[Dataset items]
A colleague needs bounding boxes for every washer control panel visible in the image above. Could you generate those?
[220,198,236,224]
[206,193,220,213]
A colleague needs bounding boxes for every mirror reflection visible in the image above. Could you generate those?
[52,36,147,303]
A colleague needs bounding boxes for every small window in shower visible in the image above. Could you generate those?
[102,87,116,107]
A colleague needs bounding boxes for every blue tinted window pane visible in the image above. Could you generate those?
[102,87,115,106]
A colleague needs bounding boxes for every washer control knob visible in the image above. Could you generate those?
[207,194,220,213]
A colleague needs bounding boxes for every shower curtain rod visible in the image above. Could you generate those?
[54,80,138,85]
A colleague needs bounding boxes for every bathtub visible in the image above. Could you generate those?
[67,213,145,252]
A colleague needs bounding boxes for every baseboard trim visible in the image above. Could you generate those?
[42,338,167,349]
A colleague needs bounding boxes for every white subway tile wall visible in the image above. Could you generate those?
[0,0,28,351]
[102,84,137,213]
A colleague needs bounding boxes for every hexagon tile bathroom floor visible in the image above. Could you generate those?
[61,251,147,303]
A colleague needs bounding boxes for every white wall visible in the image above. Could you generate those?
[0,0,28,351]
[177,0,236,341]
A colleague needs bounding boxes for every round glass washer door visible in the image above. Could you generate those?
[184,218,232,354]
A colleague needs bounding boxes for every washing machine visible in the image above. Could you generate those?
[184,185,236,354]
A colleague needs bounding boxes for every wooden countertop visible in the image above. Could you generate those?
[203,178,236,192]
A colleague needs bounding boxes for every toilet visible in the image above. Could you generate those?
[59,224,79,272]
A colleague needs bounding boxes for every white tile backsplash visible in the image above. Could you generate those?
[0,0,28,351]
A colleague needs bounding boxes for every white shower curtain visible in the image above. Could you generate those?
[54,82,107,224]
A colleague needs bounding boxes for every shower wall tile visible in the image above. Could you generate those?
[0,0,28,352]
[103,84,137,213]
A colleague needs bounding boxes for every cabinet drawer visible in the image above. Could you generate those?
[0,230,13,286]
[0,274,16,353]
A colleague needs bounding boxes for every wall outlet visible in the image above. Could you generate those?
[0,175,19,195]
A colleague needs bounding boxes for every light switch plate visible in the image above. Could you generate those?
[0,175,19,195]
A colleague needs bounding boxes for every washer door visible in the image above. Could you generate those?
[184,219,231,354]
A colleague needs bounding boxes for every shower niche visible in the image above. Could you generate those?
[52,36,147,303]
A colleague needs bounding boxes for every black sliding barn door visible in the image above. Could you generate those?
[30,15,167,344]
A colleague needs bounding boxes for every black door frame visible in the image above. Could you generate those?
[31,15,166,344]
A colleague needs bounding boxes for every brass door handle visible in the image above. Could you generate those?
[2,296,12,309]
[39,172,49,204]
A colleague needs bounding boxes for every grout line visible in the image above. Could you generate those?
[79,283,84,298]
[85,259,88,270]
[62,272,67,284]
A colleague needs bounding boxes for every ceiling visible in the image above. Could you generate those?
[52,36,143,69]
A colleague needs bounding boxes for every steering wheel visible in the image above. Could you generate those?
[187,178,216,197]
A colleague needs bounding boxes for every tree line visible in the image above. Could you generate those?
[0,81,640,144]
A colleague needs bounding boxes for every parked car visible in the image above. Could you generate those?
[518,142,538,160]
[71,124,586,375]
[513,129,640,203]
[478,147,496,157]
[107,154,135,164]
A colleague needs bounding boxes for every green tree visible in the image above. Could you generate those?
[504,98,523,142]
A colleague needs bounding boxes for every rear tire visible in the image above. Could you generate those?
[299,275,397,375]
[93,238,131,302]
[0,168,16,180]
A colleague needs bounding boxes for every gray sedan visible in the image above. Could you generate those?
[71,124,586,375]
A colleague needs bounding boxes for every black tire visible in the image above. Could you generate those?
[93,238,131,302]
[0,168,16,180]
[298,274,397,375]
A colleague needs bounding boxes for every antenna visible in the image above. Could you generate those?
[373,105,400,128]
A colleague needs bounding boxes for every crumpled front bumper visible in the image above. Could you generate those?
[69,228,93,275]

• _OBJECTIVE_
All the entries above need to be reproduced exactly.

• _ANSWER TO THIS PROBLEM_
A colleague needs bounding boxes for every washer control panel visible in the image above. Could you generate those?
[220,198,236,224]
[206,193,220,213]
A colleague needs bounding boxes for every mirror reflection visible in the image above. Could you generate those?
[52,36,147,303]
A colleague needs bounding boxes for every small window in shower visible in the image above. Could you generate those?
[102,87,116,107]
A colleague needs bounding boxes for every blue tinted window pane visible in the image above. Could you generate those?
[102,87,115,106]
A colleague needs bounding boxes for every washer control knob visible in the image above. Could you generate those?
[207,194,220,213]
A colleague needs bounding boxes for every shower curtain rod visible in the image above. Could you generate those?
[54,80,138,85]
A colleague needs bounding boxes for every bathtub visible in the image above. Could you generate those?
[67,213,145,252]
A colleague needs bounding boxes for every baseboard trim visible in the image above. Could you generate those?
[42,338,167,349]
A colleague needs bounding boxes for every white subway tile wall visible in the image above. Could you generate those?
[0,0,28,351]
[102,84,137,213]
A colleague needs bounding boxes for every hexagon tile bathroom floor visible in the image above. Could you generate those?
[61,251,147,303]
A colleague needs bounding boxes for every white wall visible in the image above. Could you generate those?
[0,0,28,351]
[177,0,236,341]
A colleague needs bounding boxes for every round glass washer door visible in the image above. Could you generate those?
[184,218,232,354]
A colleague needs bounding boxes for every washing machine visible in the image above. Could you generate those?
[184,185,236,354]
A colleague needs bounding boxes for every wooden countertop visible in the image above. Could you generate those?
[203,178,236,192]
A colleague needs bounding boxes for every toilet visible in the image above. Could you generate those?
[59,224,79,272]
A colleague needs bounding boxes for every white tile backsplash visible in the image above. Could you generate those?
[0,0,28,351]
A colleague needs bounding boxes for every white shower curtain visible in the image above. Could you generate those?
[54,82,107,224]
A colleague needs bounding boxes for every shower wall tile visible in the image above. Could you generate those?
[0,0,28,352]
[103,84,137,213]
A colleague needs bounding boxes for every cabinet drawer visible in the image above. Could you generate those?
[0,230,13,286]
[0,274,16,353]
A colleague needs bounding boxes for every wall outlet visible in the image above. Could you generate those?
[0,175,19,195]
A colleague needs bounding boxes for every light switch plate visible in the image above. Could you generate those?
[0,175,19,195]
A colleague needs bounding boxes for every washer door visible in the image above. Could you generate those?
[184,219,231,354]
A colleague needs bounding boxes for every shower niche visible in the image above. Could you generate those?
[52,36,147,303]
A colleague needs bounding boxes for every black sliding barn door visible in the image above. Could you generate those?
[30,15,167,344]
A colleague needs bounding boxes for every black door frame visible in the image above. Could you generate those?
[31,15,166,344]
A colleague needs bounding boxes for every brass door handle visible in the image above. Could you generate those?
[2,296,12,309]
[39,172,49,204]
A colleague needs bounding boxes for every grout line visible in the image above. Could you generate those?
[79,283,84,298]
[85,259,88,270]
[62,272,67,284]
A colleague needs bounding boxes for every ceiling visible in the image above. Could you generate those?
[52,36,143,69]
A colleague needs bounding boxes for every steering wheel visible in the image above. Could you generate those?
[187,178,216,197]
A colleague needs bounding boxes for every tree line visible in the image above. Could you generate those?
[0,81,640,144]
A colleague needs bounding boxes for every parked car visible in the image above. Could you generate those?
[518,142,538,160]
[71,124,586,375]
[513,129,640,203]
[478,147,496,157]
[107,154,135,164]
A colleague needs bounding boxes for every green tree visible in the image above. Could you generate those?
[504,98,523,142]
A colleague needs bounding boxes for every rear tire visible in the image above. Could you generate those?
[299,275,397,375]
[93,238,131,302]
[0,168,16,180]
A colleague needs bounding boxes for every gray sedan visible in the image above. Could you generate those?
[71,124,586,375]
A colleague needs bounding boxes for every black tire visible in the image above. Could you generate those?
[93,238,131,302]
[0,168,16,180]
[298,274,397,375]
A colleague needs bounding boxes for every antenna visible in the image above. Could you generate those?
[373,105,400,128]
A colleague needs bounding boxes for every crumpled front bumper visible in the image above. Could you generate those?
[69,228,93,275]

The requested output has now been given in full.